- Brief:
In the records below, some lines hold the word "locations". Copy each of those lines.

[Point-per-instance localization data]

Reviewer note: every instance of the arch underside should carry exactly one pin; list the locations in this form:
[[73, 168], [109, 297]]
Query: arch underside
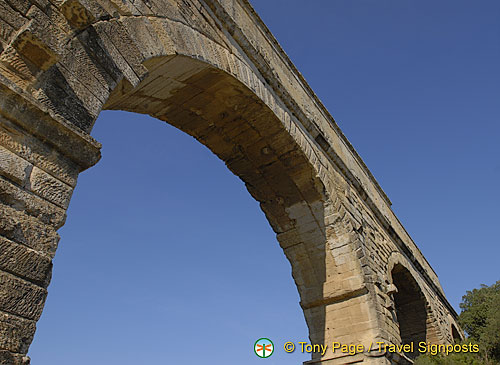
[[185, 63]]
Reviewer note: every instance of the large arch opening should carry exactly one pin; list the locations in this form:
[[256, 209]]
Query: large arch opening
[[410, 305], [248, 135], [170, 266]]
==
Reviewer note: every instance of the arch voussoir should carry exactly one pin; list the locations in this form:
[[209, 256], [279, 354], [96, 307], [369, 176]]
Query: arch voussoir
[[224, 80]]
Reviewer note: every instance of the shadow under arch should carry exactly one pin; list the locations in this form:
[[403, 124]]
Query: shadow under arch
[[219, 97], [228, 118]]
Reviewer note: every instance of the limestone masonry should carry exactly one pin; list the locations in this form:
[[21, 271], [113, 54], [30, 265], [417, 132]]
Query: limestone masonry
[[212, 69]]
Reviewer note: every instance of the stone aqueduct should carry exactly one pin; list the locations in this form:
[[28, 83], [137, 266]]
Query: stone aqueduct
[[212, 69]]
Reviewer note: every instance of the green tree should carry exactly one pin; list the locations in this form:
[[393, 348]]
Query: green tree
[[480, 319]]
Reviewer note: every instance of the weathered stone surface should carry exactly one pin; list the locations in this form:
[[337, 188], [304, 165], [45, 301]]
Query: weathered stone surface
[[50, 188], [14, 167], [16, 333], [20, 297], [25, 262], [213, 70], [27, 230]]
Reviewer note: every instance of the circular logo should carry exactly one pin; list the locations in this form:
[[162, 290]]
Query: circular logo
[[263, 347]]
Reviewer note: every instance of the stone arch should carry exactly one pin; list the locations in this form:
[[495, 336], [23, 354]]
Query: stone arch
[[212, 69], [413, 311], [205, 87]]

- Written response:
Reviewer note: every instance of the arch underside should carry exactly one pin; list the locations in this form:
Reviewer note: every instance of the large arch opening should carry exactly one pin; list the locations in this form:
Reviewer note: every instance of the arch voussoir should carry exactly one pin; list the locations in this form:
Reviewer note: every instance of the shadow under arch should carry exactly one pin; list the locations in this form:
Reviewer note: every instance of the limestone masonry should carry exactly one pin; list the locations in this form:
Reviewer note: every instance of the stone aqueduct should carry exactly one pin; list the locations in this form:
Reviewer note: every instance of the green tree should carry exactly one pin; list the locations in this form:
Reviewer note: every instance of the weathered stone surface should carry exactly one pin; list the locations in this form:
Reviewer note: every instance of the circular logo should carry exactly one pin; list the locations in this form:
Reviewer note: every instance of the stone arch should carry exactly one pin; list the locations in this form:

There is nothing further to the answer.